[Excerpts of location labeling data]
----
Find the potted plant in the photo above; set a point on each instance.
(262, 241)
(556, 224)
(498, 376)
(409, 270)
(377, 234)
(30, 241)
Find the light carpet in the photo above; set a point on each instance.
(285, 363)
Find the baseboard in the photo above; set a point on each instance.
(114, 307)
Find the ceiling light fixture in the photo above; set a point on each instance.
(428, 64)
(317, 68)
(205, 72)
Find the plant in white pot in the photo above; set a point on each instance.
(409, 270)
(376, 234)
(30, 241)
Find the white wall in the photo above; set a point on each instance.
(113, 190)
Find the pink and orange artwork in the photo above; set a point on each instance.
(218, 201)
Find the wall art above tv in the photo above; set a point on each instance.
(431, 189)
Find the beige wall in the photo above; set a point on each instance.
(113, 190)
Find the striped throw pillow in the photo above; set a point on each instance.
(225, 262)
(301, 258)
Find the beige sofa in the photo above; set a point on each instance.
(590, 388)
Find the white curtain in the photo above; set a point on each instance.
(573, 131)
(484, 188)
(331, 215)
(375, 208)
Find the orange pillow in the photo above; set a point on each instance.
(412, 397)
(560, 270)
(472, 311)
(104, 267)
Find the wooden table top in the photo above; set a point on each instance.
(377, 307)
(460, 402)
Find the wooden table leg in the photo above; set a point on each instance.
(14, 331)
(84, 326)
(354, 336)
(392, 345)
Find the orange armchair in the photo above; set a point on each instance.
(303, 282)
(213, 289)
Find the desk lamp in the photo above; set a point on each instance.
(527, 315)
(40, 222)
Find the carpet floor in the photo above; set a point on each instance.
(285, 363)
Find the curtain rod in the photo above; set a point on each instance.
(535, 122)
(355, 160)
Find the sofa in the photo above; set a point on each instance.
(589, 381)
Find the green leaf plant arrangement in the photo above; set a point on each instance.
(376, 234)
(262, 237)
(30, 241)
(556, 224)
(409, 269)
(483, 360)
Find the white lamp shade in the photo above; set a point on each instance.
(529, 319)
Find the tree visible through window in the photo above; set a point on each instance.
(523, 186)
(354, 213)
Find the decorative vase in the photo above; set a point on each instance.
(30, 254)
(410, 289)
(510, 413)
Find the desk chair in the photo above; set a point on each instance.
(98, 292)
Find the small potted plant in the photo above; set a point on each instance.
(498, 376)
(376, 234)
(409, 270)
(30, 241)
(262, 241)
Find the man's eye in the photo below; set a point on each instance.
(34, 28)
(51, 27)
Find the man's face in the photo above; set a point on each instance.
----
# Goal of the exercise
Starting with the line that contains "Find the desk lamp", return each line through the last one of the data above, exactly as written and nothing more.

# Complete answer
Find the desk lamp in the photo above; set a point on each instance.
(527, 315)
(40, 222)
Find the carpet floor in the photo above; set a point on each instance.
(285, 363)
Find the curtain rod in the photo above; set a point on each instance.
(535, 122)
(355, 160)
Find the sofa in the photo above; set a point on each instance.
(589, 381)
Find the green leaf plant arrangement in the photo above; set a point on each instance.
(376, 234)
(262, 237)
(30, 241)
(556, 224)
(409, 269)
(483, 360)
Find the white lamp shade in the photo above; set a point on each instance.
(529, 319)
Find the tree visible through window in the photo above; set a point on each instance.
(523, 186)
(354, 213)
Find the decorative vase in the photo above; set a point on each instance.
(30, 254)
(410, 289)
(510, 413)
Find the desk chair in the photo above; set a point on each instance.
(98, 292)
Find the small potted plant in the photo above; set a point on each instance.
(498, 376)
(376, 234)
(409, 270)
(30, 241)
(262, 241)
Find the man's eye in the photo below; set a point on each instance.
(34, 28)
(51, 27)
Find the man's face in the photo above; set a point on each instance.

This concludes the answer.